• Supplied passage:

## BEGIN

As of this writing, 11,321 non-merge changesets have been pulled into the mainline repository during the 3.15 merge window. That makes 3.15 one of the busiest development cycles ever, though it has not yet surpassed 3.10, which saw 11,963 changes pulled during the merge window. Despite all these changes, the list of new features is not as big or as impressive as one might expect; much of the work being merged is under-the-covers cleanup and restructuring.

That said, there is still a lot of interesting stuff brewing for 3.15. User-visible changes in this release will include:

• The latency tolerance patches have been added to the power-management quality-of-service subsystem. This code allows the kernel (or user space) to communicate latency requirements to peripheral devices, which should use that information to avoid going into overly deep sleep states.

• The active/inactive list balancing patch set has found its way into the memory management subsystem at last. This work tries to detect situations where the kernel is pushing pages out of memory, only to fault them back in shortly thereafter; when that happens, the sizes of the LRU lists are adjusted in an attempt to improve the situation. The result should be improved performance for workloads with large working sets.

• The new renameat2() system call adds the ability to atomically exchange two files. There is also a RENAME_NOREPLACE flag that prevents a rename operation from replacing an existing file.

• The file-private POSIX locks feature has been merged.

• The FUSE (filesystems in user space) subsystem can now perform writeback caching, improving performance on write-heavy workloads.

• The UBI flash translation layer has gained a driver that can make a flash device appear to be a (read-only, for now) block device. That enables the use of any filesystem on top of a raw flash device.

• The ext4 and XFS filesystems now support the new FALLOC_FL_ZERO_RANGE and FALLOC_FL_COLLAPSE_RANGE operations. XFS also has added support for the O_TMPFILE flag.

• The device mapper has a new "dm-era" target that can maintain a list of blocks changed during a user-defined period of time. See Documentation/device-mapper/era.txt for more information.

• The device tree information found in /proc/device-tree has been removed. That same information is available in sysfs under /sys/firmware/devicetree/base, so /proc/device-tree is now a symbolic link to that location.

• The ipset packet filtering interface has a new "hash:ip,mark" set type for matching packets with specific marks added by higher-level filtering tools.

• The just-in-time compiler for BPF-based packet filtering code has been extensively reworked, with a different instruction set. See the "kernel internals" section of Documentation/networking/filter.txt for details.

• The function tracer can now be used within multi-buffer trace instances, allowing each instance to trace a different set of function calls.

• User-space probing with uprobes is now supported on the ARM architecture.

• The per-thread VMA caching patch set has been merged; it should improve memory management performance for a number of workloads.

## END

• Directions:
1) List every flag the kernel 3.15 feature summary names in uppercase letters.
2) Based on the kernel 3.15 feature summary, why is /proc/device-tree now a symbolic link?
3) Resume the kernel 3.15 feature summary after its final bullet.

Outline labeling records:

## BEGIN

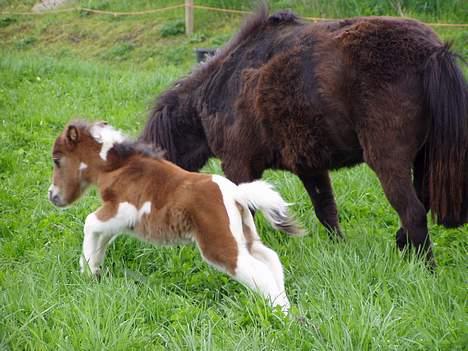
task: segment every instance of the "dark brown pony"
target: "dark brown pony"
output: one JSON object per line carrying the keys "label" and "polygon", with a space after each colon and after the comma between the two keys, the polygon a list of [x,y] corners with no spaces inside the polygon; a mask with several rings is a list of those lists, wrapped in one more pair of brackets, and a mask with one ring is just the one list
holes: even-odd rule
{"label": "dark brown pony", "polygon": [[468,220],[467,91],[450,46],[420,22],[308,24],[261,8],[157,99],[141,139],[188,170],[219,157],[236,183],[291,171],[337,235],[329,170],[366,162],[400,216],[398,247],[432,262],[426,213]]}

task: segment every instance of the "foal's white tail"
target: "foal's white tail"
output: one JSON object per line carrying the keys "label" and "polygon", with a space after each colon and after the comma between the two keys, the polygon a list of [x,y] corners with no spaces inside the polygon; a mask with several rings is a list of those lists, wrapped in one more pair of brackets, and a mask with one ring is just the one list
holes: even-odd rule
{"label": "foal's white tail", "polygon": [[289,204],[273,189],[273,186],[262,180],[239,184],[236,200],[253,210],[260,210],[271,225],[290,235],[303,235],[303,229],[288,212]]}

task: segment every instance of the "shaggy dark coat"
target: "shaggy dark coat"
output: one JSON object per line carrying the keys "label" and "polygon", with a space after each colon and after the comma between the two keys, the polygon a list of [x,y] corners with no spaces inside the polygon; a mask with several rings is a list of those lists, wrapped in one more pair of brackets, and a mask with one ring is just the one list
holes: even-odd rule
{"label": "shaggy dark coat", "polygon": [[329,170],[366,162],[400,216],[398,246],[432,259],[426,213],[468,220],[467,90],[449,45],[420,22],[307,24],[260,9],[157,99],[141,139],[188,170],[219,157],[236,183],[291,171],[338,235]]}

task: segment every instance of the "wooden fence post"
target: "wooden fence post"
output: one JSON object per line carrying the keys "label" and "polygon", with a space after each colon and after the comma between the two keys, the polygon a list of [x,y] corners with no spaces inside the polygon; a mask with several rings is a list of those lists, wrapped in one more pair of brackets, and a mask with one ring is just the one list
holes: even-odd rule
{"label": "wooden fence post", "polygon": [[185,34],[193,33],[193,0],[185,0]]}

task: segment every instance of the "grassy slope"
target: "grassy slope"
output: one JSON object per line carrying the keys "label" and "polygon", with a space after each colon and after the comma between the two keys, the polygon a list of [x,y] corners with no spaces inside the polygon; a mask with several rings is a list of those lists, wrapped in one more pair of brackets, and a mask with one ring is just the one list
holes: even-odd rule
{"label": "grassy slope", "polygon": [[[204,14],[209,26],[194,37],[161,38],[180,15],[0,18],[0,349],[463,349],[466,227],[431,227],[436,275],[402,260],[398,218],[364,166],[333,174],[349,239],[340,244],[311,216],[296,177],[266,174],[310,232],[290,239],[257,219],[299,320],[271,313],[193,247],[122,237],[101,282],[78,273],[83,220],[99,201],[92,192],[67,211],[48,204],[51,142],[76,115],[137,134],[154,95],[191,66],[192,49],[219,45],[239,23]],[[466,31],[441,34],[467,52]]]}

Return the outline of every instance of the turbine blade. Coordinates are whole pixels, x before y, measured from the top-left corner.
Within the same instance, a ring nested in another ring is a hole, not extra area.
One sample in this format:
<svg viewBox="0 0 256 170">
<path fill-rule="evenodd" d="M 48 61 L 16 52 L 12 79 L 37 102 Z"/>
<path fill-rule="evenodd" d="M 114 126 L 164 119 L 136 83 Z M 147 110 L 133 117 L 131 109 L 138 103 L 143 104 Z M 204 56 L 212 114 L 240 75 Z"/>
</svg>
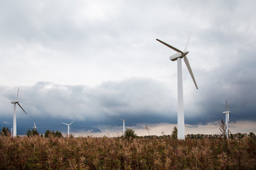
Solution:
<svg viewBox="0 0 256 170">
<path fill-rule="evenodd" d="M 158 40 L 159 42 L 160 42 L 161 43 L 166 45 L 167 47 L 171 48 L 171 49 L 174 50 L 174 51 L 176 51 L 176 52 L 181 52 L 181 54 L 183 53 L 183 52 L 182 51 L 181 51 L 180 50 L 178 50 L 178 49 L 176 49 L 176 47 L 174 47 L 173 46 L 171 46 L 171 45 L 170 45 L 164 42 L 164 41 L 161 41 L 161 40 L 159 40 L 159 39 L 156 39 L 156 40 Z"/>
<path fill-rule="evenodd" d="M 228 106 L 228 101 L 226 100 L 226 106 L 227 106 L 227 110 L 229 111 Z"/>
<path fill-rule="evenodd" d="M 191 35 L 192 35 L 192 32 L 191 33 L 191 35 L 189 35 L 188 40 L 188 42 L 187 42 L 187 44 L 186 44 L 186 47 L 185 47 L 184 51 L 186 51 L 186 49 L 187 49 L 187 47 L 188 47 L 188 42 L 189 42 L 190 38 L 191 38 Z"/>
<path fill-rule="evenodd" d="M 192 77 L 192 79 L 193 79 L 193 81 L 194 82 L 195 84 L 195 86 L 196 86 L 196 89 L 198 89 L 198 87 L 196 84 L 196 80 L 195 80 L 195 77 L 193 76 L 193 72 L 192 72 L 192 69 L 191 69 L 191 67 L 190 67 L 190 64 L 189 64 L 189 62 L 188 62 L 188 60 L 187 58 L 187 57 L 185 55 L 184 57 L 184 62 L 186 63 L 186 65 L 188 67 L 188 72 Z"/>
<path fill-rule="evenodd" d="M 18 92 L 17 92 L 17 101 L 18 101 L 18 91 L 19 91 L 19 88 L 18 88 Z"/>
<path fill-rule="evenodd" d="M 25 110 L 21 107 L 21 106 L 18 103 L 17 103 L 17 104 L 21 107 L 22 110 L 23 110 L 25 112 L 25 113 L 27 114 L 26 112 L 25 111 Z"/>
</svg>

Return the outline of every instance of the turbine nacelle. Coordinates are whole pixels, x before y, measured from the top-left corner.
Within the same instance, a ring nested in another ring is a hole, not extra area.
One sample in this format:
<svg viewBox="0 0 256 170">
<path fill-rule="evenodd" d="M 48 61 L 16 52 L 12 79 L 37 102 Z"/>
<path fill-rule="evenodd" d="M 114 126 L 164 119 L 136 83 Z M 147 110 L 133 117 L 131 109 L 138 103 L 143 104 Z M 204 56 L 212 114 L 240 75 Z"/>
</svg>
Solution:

## END

• The responses:
1) RENAME_NOREPLACE, FALLOC_FL_ZERO_RANGE, FALLOC_FL_COLLAPSE_RANGE, O_TMPFILE

2) The device tree information was removed from /proc/device-tree. The same information is available in sysfs under /sys/firmware/devicetree/base, so /proc/device-tree now points to that location.

3)
• The zram compressed in-memory swap mechanism can now optionally use LZ4 compression.

• The Tile architecture now supports the perf events subsystem.

• Support for the ancient Unisys ES7000, IBM Summit/EXA, SGI Visual Workstation, and NUMAQ x86 subarchitectures has been removed, as has support for PowerPC-based Motorola PrPMC2800 boards.

• New hardware support includes:
  • Processors and systems: MIPS systems using the Coherent Processing System architecture, Loongson 3 processors, Marvell Armada 375, 380, and 385 systems, and Broadcom BCM470X and BCM5301X systems. Note that support for numerous ARM-based boards has also been added, but that support consists entirely of device tree changes. Plans to move the device tree data out of the kernel tree still exist, but keep getting pushed back.

  • Audio: Texas Instruments tlv320aic31xx codecs, TI PCM512x codecs, Analog Devices ADAU1977, ADAU1978 and ADAU1979 audio codecs, Cirrus Logic CS42448/CS42888 codecs, Intel "Smart Sound Technology" devices, Intel Haswell Lynxpoint DSPs, Intel Baytrail/RT5640 codecs, and SiRF internal codecs.

  • Block: Allwinner A10/A20 AHCI SATA controllers, APM X-Gene AHCI SATA controllers, and DaVinci DA850 AHCI SATA controllers.

  • Graphics: NXP PTN3460 DisplayPort-to-LVDS bridges, Samsung EXYNOS DRM MIPI-DSI devices, LD9040 RGB/SPI panels, and S6E8AA0 DSI video mode panels.

  • Hardware monitoring: Linear Technology LTC2945 I2C system monitors, Linear Technology LTC4261 positive voltage hot swap controller I2C interfaces, Linear Technology LTC4222 dual hot swap controller I2C interfaces, and Texas Instruments ADC128D818 system monitors.

  • Input: Cirrus Logic CLPS711X matrix keypads and GPIO buttons on Intel Bay Trail-based tablets.

  • Miscellaneous: NVIDIA Tegra watchdog timers, devices connected via the MEN Chameleon Bus including MEN 16z188 analog-to-digital converters, TI Asynchronous External Memory Interface controllers, Silabs Si7005 relative humidity and temperature sensors, Lite-On LTR-501ALS-01 ambient light and proximity sensors, Freescale vf610 analog-to-digital converters, Xilinx analog-to-digital converters, Keithley Metrabyte DAC02 compatible ISA cards, Silicon Labs CP2112 HID USB-to-SMBus bridges, Dallas/Maxim DS1347 realtime clocks, LSI ZEVIO SoC memory mapped GPIO controllers, Synopsys DesignWare APB GPIO controllers, ARM Cirrus Logic CLPS711X SYSFLG1 MCTRL GPIO controllers, Freescale FlexTimer Module PWM controllers, Cirris Logic CLPS711X PWM controllers, Intel LPSS PWM controllers, and Realtek USB 2.0 card readers.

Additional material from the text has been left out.